REQUIRED TASK 1: In the article on the Charlotte ordinance, on what date does the ordinance go into effect?

- - - - -

Opponents are turning to the state legislature to abolish the law.
“I think you see a lot of passion,” McCrory said in an interview with WBTV Charlotte. “This is breaking a common sense standard that’s been around a long, long time. It has nothing to do with discrimination. It has to do with basic, common sense values and a sense of privacy.”
Unlike Houston residents, who challenged a similar ordinance in 2014 with a voter referendum, Charlotte residents have no such recourse. For relief, they must appeal to the North Carolina State Assembly. North Carolina is not a home rule state, and the Assembly can act, or not, to rescind the ordinance in part or full.
Tim Moore, speaker of the North Carolina House, vowed to seek legislative “intervention to remedy this radical course.”
“Charlotte ordinance is impossible to regulate as intended, and creates undue regulatory burdens on private businesses,” he said in a Twitter post following the council’s vote.
Pastor Mark Harris is worried about the business owners in his pews. As much as he fears invasion of privacy and safety issues related to the ordinance, the senior pastor of First Baptist Church Charlotte said an even larger issue is at stake.
“The religious freedom part of this cannot be trumpeted enough,” he said.
As with all SOGI laws, the Charlotte ordinance puts people of religious conviction at odds with their government. Such laws require business owners, particularly those in the wedding service industry, to provide goods and services to all customers and events, including for same-sex wedding ceremonies. Christian business owners nationwide have lost their businesses or been fined for declining to participate in same-sex weddings because they conflict with the biblical standard of marriage.
In 2012, Harris helped spearhead passage of North Carolina’s Marriage Act, which legally defined marriage as being between one man and one woman. Since that time, the pushback from LGBT activists has been unrelenting.
“It’s obvious they are pressing this issue from Houston to Charlotte,” he said.
Dave Welch, executive director of the Houston Area Pastors Council, led a racially and politically diverse group of pastors in an 18-month-long battle to defeat a similar ordinance in Houston. The group remains vigilant, he said, prepared to address any new introduction of the ordinance.
Harris admitted the group that coalesced to fight North Carolina’s law last year did not remain active. Into that void, gay activists recruited, supported, and voted into office a mayor and council members who vowed to pass the ordinance.
“It was obvious the church did not take seriously the thought that [the ordinance] would come back so quickly,” Harris said. Low voter turnout in November—14 percent—demonstrated a lack of due diligence on the coalition’s part, he added.
In addition to the religious liberty and privacy violations created by SOGI laws, critics argue local ordinances create a patchwork of disparate regulations across the state that individuals and business owners cannot be expected to keep track of.
McCrory, who served as mayor of Charlotte for 14 years, said the local ordinance “transcends political boundaries.”
“I anticipate immediate legislation in April when we convene … which would ensure that no city or town in North Carolina would be allowed to pass a regulation or implement a regulation which would basically invade the basic standards of privacy for people who want to feel secure in a restroom or locker room facility,” McCrory told WBTV.
Harris said initial statements from state legislators indicated they would repeal the entire law. Days later, the focus seems to be turning to excising the public restroom accommodation for transgender persons. If the State Assembly refuses to repeal the entire law, Harris said opponents would consider legal action.
The North Carolina State Assembly convenes April 25. The ordinance goes into effect April 1.

- - - - -

REQUIRED TASK 2: Gather every line of the listing that contains the string "tree". Case counts.

- - - - -

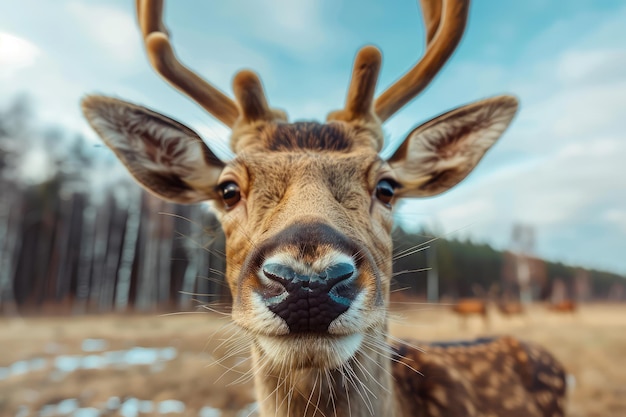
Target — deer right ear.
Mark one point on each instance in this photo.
(166, 157)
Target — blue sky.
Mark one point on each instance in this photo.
(561, 166)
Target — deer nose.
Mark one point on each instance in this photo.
(310, 302)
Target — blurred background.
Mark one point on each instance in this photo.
(89, 262)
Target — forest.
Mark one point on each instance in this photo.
(78, 236)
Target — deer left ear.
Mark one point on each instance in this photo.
(440, 153)
(167, 158)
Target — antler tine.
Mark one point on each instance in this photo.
(164, 61)
(445, 22)
(360, 97)
(431, 12)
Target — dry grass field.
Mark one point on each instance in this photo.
(196, 365)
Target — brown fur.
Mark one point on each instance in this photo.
(309, 197)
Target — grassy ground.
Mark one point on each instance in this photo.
(45, 370)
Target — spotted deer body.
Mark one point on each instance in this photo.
(307, 212)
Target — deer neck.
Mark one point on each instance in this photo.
(363, 387)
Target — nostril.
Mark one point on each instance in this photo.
(339, 272)
(279, 272)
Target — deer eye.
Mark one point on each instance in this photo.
(231, 194)
(385, 190)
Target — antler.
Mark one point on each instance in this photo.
(445, 22)
(252, 104)
(442, 37)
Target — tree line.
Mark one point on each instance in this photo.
(75, 237)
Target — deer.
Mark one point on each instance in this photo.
(307, 211)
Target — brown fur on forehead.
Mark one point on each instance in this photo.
(308, 135)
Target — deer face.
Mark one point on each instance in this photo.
(307, 212)
(308, 246)
(306, 207)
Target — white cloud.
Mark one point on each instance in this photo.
(616, 217)
(15, 54)
(114, 31)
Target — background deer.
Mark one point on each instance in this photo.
(307, 212)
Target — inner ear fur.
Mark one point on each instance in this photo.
(166, 157)
(441, 152)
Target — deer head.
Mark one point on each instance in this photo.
(306, 207)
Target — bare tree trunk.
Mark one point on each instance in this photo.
(128, 251)
(9, 248)
(85, 263)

- - - - -

TASK RESULT 1: April 1

TASK RESULT 2:
Target — tree line.
Target — bare tree trunk.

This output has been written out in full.